▸ What you need to do
In the records below, change every "drop one pin per instance" to "place one point on each instance" and leave everything else unchanged.
-- -- --
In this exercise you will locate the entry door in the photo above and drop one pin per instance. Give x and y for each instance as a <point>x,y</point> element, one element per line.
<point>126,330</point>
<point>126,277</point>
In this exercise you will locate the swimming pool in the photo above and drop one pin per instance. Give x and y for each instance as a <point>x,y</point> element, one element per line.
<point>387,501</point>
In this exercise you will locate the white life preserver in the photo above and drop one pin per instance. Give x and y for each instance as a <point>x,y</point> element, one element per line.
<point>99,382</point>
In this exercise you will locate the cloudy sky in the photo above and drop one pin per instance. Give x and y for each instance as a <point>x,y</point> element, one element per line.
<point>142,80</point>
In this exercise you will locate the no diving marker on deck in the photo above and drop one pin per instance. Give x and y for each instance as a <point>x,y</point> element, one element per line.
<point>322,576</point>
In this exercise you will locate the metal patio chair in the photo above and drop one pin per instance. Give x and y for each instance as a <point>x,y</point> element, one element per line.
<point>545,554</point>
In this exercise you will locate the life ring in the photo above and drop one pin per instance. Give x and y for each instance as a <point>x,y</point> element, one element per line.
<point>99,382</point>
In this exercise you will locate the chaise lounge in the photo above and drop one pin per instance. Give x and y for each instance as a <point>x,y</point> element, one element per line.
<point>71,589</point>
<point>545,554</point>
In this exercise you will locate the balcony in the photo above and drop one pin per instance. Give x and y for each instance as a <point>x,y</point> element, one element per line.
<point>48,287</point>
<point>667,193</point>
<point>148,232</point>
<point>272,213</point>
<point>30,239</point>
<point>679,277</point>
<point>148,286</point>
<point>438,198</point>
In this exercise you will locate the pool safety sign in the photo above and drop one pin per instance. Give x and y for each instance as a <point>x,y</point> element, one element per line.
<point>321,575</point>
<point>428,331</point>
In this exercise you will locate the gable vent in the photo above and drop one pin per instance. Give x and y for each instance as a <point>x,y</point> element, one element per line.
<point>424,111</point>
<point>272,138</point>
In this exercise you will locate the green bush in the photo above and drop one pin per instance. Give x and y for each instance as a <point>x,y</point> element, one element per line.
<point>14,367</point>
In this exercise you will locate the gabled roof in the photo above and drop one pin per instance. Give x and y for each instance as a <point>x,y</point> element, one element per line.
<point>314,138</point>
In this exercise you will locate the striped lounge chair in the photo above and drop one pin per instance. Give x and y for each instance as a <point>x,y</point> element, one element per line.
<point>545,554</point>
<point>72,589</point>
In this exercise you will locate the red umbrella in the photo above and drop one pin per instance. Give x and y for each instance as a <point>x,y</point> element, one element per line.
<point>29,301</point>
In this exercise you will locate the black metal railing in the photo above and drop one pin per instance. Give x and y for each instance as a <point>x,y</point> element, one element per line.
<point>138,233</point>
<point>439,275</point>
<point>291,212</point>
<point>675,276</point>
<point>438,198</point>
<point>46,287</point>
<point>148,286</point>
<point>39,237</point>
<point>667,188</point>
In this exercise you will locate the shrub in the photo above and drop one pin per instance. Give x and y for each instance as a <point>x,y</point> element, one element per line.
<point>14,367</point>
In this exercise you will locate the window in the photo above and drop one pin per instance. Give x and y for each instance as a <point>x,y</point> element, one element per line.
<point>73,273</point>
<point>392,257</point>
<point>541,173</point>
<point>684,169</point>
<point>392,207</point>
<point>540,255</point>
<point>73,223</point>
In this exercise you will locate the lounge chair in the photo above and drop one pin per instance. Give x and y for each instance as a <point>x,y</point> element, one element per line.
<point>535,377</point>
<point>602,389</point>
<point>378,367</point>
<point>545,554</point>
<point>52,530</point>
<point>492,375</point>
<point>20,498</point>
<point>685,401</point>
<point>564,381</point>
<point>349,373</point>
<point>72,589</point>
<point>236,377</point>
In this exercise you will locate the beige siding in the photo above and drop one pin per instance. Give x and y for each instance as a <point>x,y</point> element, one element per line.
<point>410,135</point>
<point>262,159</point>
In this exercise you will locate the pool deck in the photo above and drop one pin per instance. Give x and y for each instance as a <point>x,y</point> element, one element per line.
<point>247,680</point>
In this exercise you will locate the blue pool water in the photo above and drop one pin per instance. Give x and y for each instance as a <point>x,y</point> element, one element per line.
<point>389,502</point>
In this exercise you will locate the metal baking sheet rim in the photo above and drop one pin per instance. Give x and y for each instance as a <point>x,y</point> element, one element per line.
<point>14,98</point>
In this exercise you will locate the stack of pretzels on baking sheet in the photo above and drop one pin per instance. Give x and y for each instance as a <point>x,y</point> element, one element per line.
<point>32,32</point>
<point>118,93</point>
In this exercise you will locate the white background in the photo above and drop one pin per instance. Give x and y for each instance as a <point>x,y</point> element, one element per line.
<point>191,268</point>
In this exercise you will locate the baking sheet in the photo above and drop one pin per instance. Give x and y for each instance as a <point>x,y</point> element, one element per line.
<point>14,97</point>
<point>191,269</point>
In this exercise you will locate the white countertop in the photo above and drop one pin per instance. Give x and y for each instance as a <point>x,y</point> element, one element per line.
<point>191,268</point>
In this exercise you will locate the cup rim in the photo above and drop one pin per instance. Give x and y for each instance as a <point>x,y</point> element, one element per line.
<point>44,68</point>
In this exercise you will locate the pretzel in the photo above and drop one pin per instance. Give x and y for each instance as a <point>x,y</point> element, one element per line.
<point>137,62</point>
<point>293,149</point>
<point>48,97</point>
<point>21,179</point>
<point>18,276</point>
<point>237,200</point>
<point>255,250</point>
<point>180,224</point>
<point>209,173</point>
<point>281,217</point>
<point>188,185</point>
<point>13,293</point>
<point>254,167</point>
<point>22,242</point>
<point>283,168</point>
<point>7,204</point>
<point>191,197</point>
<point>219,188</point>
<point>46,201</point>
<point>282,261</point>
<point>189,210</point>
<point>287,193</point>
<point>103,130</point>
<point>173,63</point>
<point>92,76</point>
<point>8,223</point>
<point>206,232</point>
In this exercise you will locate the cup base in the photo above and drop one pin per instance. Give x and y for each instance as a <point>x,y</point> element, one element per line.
-- -- --
▸ Answer in full
In this exercise you will locate the entry door in the photo above and place one point on each instance. Give x and y for each instance as a <point>x,y</point> element, one element per line.
<point>126,330</point>
<point>126,277</point>
In this exercise you will locate the swimming pool in the photo above and place one point on each instance. Give x and y for each instance as a <point>x,y</point> element, one element per line.
<point>387,501</point>
In this exercise you will locate the white life preserver in the photo above and place one point on each instance. Give x and y for each instance as a <point>x,y</point> element, one element per line.
<point>99,382</point>
In this exercise you will locate the cloudy sky in the photo above and place one point on each instance. Give x and y for each instance as a <point>x,y</point> element, one element per line.
<point>142,80</point>
In this exercise you will locate the no diving marker on deck in the photo above and place one point on each instance. Give x and y for each instance as a <point>x,y</point> element, one element per line.
<point>322,576</point>
In this exercise you will locate the metal patio chair in the photo above and place one point on each instance. Give x and y for each instance as a <point>x,y</point> element, one element per line.
<point>545,554</point>
In this exercise you will locate the life ring in the photo above and place one point on each instance. Give x and y for each instance as a <point>x,y</point> element, one element per line.
<point>99,382</point>
In this exercise you will locate the chaise lounge in the photo above and place one point on each instance. Give x and y for each instance as a <point>x,y</point> element, one element per line.
<point>71,589</point>
<point>545,554</point>
In this exercise you will locate the balcony in the photo above and place one point on each instance. Give x and y for each instance as a <point>x,y</point> element, one element per line.
<point>48,287</point>
<point>667,193</point>
<point>148,232</point>
<point>272,213</point>
<point>30,239</point>
<point>679,277</point>
<point>148,286</point>
<point>438,198</point>
In this exercise you will locate the pool safety sign in the photo above and place one point on each instance. Give x and y for each instance as a <point>x,y</point> element, one element per line.
<point>321,575</point>
<point>428,331</point>
In this exercise you will locate the gable vent in the photo above and place one point on each instance. Give x and y for each instance as a <point>x,y</point> element, one element per line.
<point>424,111</point>
<point>272,138</point>
In this exercise you will locate the green bush in the photo above and place one point on each instance. Give x and y for each instance as a <point>x,y</point> element, one element per line.
<point>14,367</point>
In this exercise you will locate the gabled roof in the photo above and place one point on each instance. Give x and y for each instance as a <point>x,y</point> element, one element per line.
<point>314,138</point>
In this exercise you will locate the striped lounge chair in the photo above and place one point on each instance. Give x and y for each instance as a <point>x,y</point> element, one element per line.
<point>545,554</point>
<point>72,589</point>
In this exercise you will locate the red umbrella in the photo above and place one point on each instance. Give x and y for each instance as a <point>x,y</point> element, one element per line.
<point>29,301</point>
In this exercise you will locate the black metal railing in the photo above and place one point on each instance. Give x and y for each instance as a <point>x,y</point> element, one element per line.
<point>138,233</point>
<point>439,275</point>
<point>291,212</point>
<point>675,276</point>
<point>438,198</point>
<point>46,287</point>
<point>148,286</point>
<point>39,237</point>
<point>667,188</point>
In this exercise you will locate the shrub in the photo above and place one point on each instance. Give x and y for each instance as a <point>x,y</point> element, one element per line.
<point>14,367</point>
In this exercise you will locate the window in the photo above and place one point on each instance. Give x and y for each instance as a <point>x,y</point> element, one element per line.
<point>73,273</point>
<point>392,257</point>
<point>541,173</point>
<point>684,169</point>
<point>392,207</point>
<point>540,255</point>
<point>73,223</point>
In this exercise you will locate the lounge chair in the photo above and place one point on each instance. Give x and y for each instance as a <point>x,y</point> element, one element per line.
<point>535,377</point>
<point>602,389</point>
<point>378,367</point>
<point>545,554</point>
<point>52,530</point>
<point>492,375</point>
<point>20,498</point>
<point>685,401</point>
<point>564,381</point>
<point>349,373</point>
<point>72,589</point>
<point>236,377</point>
In this exercise you will locate the beige siding in the photo above and place one point on each instance. Give x and y for each instance as a <point>x,y</point> element, one element per line.
<point>410,135</point>
<point>262,159</point>
In this exercise you will locate the pool deck in the photo above and place one point on each instance. Give x and y for each instance as a <point>x,y</point> element, one element per line.
<point>247,680</point>
In this exercise you will locate the blue pool water in the photo above and place one point on each instance. Give x and y for each instance as a <point>x,y</point> element, one element per line.
<point>389,502</point>
In this exercise you will locate the metal baking sheet rim in the photo above and place one point on each instance. Give x and y for each instance as a <point>x,y</point> element, one element per line.
<point>14,98</point>
In this exercise you will locate the stack of pretzels on baking sheet in the photo above and place one point on each instance. Give x and y for each instance as a <point>x,y</point> element, one element per line.
<point>32,32</point>
<point>118,93</point>
In this exercise you will locate the white background in the photo above and place one point on each instance. Give x and y for each instance as a <point>x,y</point> element, one element per line.
<point>191,268</point>
In this exercise you will locate the baking sheet in the photo above and place one point on each instance. Give x and y for each instance as a <point>x,y</point> element, one element per line.
<point>14,97</point>
<point>191,269</point>
In this exercise you will locate the white countertop in the photo above and place one point on each instance. Give x and y for each instance as a <point>x,y</point> element, one element per line.
<point>191,268</point>
In this exercise you will locate the cup rim in the photo above and place one point on each instance. Give x and y for each instance as a <point>x,y</point> element, one element per line.
<point>44,68</point>
In this exercise you will locate the pretzel in the photo above and place one point on each instance. Give x and y for each instance as a <point>x,y</point> element, one element per line.
<point>137,62</point>
<point>293,149</point>
<point>48,97</point>
<point>21,179</point>
<point>18,276</point>
<point>237,200</point>
<point>255,250</point>
<point>180,224</point>
<point>209,173</point>
<point>281,217</point>
<point>188,185</point>
<point>13,293</point>
<point>254,167</point>
<point>22,242</point>
<point>283,168</point>
<point>7,204</point>
<point>191,197</point>
<point>219,188</point>
<point>46,201</point>
<point>282,261</point>
<point>189,210</point>
<point>287,193</point>
<point>103,130</point>
<point>173,63</point>
<point>92,76</point>
<point>8,223</point>
<point>206,232</point>
In this exercise you will locate the cup base in the photo above and place one point on each instance. Give x and y for each instance as a <point>x,y</point> element, one element per line.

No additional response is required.